Stated problem –
Reproduce every record below exactly as written, leaving out any pictures.

Input rows –
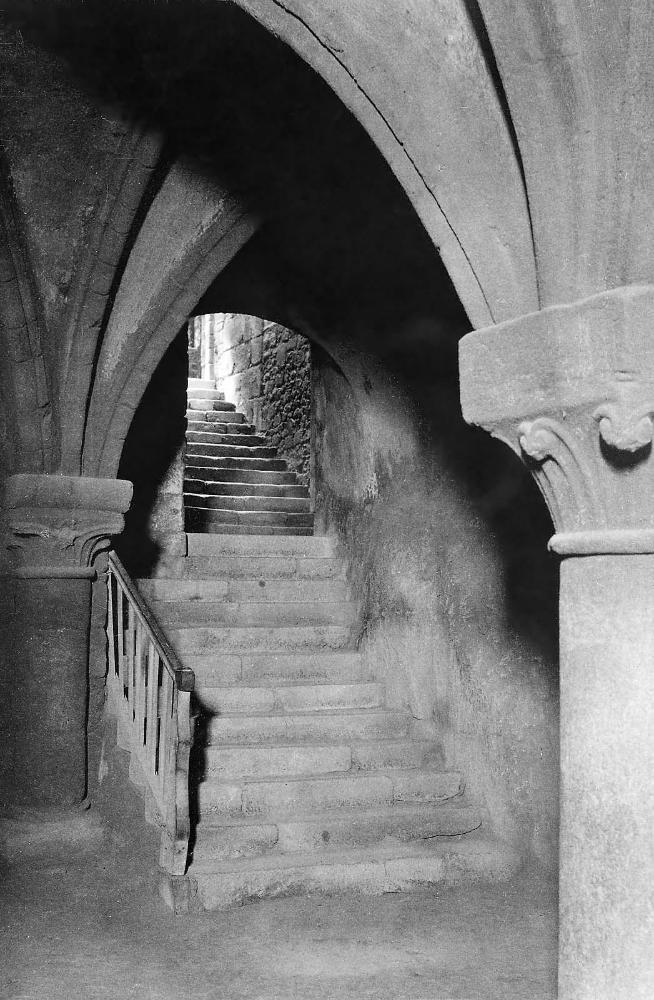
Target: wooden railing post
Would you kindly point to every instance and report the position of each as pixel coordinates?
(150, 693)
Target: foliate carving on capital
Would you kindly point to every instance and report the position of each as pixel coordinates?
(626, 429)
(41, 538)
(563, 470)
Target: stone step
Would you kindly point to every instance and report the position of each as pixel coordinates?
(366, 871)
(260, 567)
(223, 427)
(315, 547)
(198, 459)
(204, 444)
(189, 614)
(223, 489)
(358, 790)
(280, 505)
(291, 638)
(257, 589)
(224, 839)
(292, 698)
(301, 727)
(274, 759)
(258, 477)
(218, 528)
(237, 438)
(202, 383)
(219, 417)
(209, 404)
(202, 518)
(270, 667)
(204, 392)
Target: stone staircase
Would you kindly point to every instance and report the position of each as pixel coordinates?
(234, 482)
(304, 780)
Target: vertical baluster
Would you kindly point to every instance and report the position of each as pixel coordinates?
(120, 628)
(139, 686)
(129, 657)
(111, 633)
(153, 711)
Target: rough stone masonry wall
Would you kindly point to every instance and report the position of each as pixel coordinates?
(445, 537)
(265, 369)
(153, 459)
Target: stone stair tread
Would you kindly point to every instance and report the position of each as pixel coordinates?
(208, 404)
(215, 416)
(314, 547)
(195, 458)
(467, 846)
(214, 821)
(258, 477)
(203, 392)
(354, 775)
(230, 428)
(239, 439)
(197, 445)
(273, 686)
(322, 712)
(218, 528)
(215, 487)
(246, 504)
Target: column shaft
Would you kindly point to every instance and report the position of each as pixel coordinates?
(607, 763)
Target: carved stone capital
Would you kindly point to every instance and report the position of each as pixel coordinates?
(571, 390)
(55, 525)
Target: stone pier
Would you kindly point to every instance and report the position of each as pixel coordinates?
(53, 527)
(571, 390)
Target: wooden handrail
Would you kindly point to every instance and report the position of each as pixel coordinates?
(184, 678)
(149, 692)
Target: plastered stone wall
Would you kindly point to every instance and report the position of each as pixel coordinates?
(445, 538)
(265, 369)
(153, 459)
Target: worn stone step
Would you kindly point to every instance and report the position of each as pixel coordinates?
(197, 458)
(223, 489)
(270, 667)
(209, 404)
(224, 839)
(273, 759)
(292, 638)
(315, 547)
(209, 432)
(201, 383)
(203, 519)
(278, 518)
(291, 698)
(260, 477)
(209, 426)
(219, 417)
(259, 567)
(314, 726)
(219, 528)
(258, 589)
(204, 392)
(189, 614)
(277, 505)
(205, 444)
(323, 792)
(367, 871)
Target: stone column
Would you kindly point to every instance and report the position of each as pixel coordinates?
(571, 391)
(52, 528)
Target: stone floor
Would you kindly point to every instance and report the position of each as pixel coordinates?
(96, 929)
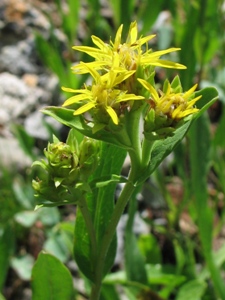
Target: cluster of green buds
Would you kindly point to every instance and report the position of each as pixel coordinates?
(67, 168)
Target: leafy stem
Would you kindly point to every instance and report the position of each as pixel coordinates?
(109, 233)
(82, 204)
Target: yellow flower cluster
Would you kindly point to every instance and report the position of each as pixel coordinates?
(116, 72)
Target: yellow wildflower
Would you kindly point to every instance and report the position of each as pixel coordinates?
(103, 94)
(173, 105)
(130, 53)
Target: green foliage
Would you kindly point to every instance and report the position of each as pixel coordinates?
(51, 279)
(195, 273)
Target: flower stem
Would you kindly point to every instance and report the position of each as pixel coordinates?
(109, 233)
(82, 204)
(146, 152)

Response to this exercise –
Target: wooden railing post
Would you kindly point to every instance and report the position of each as pixel coordinates?
(150, 693)
Target: foliate carving on capital
Would you kindly point to every instance and report the position of each as pixel coordinates?
(626, 429)
(41, 538)
(563, 470)
Target: stone step
Would you kindly point to every instance and report the position of each as pixel coordinates?
(366, 871)
(260, 567)
(223, 427)
(315, 547)
(198, 459)
(204, 444)
(189, 614)
(223, 489)
(358, 790)
(280, 505)
(291, 638)
(257, 589)
(224, 839)
(292, 698)
(301, 727)
(274, 759)
(258, 477)
(218, 528)
(237, 438)
(202, 383)
(219, 417)
(209, 404)
(202, 518)
(270, 667)
(204, 392)
Target: stone staircase
Would you kindly point to every instance and report the position of each as pixel coordinates?
(234, 482)
(304, 780)
Target: vertical baluster
Would you kindly point to every instance and report the position of each as pixel coordinates?
(120, 628)
(139, 686)
(129, 657)
(111, 633)
(153, 711)
Target: rough stone masonry wall
Would you kindly point to every instance and report the position of each as pixel coordinates?
(445, 537)
(265, 369)
(153, 459)
Target: stone stair tread
Would you kindly point to every instance and report the position of each as pixel coordinates?
(208, 404)
(215, 416)
(314, 547)
(195, 458)
(467, 846)
(214, 821)
(258, 477)
(203, 392)
(354, 775)
(230, 428)
(239, 439)
(197, 445)
(273, 686)
(322, 712)
(218, 528)
(215, 487)
(246, 504)
Target: column shaft
Would you kindly point to every instance and report the position of each as pixel coordinates?
(607, 763)
Target: carved stone capital
Would you kindly point to every instance and report the position of each as pixel coordinates?
(571, 390)
(55, 525)
Target: stone pier
Would you kindly point to every instance and report the position of each as pixel coordinates?
(53, 527)
(571, 390)
Target: wooden handrail
Would you kindly point to every instance and report the position of each as pixel coordinates?
(184, 678)
(149, 692)
Target: plastered stone wall
Would you kindly point to every instance and report the position of each as pixel coordinates?
(445, 538)
(265, 369)
(153, 459)
Target: worn stone step
Would you kindly point to every instance and report the position of each as pixel coordinates?
(197, 458)
(223, 489)
(270, 667)
(209, 404)
(224, 839)
(273, 759)
(292, 638)
(315, 547)
(209, 432)
(201, 383)
(203, 519)
(278, 518)
(291, 698)
(260, 477)
(209, 426)
(219, 417)
(259, 567)
(314, 726)
(219, 528)
(258, 589)
(204, 392)
(189, 614)
(277, 505)
(205, 444)
(323, 792)
(367, 871)
Target: stone column
Would you kindly point to every instance and report the position of each as pixel coordinates?
(571, 391)
(52, 528)
Target: stone floor
Would you kindly point to every instance and report the position of each as pixel coordinates?
(96, 929)
Target: cluster of green buds
Would you kindly point to every instance and report the position of each as pixel coordinates?
(67, 168)
Target: leafy stem
Would you kindly point to every instance and report the position of each as pixel coordinates?
(109, 233)
(82, 204)
Target: yellow flower cluster
Would you kindly point to every instance and report the position of each as pixel coordinates?
(116, 72)
Target: yellow wildflower
Would you kindly point to every instance and report the position of each as pixel coordinates?
(103, 94)
(173, 105)
(130, 53)
Target: green foliage
Would you kindly point to every instance and report the position of each as pixel coordinates?
(51, 279)
(195, 273)
Target: flower stem
Would you kindly point to every instance and report the position of each as pixel coordinates?
(109, 233)
(82, 204)
(146, 152)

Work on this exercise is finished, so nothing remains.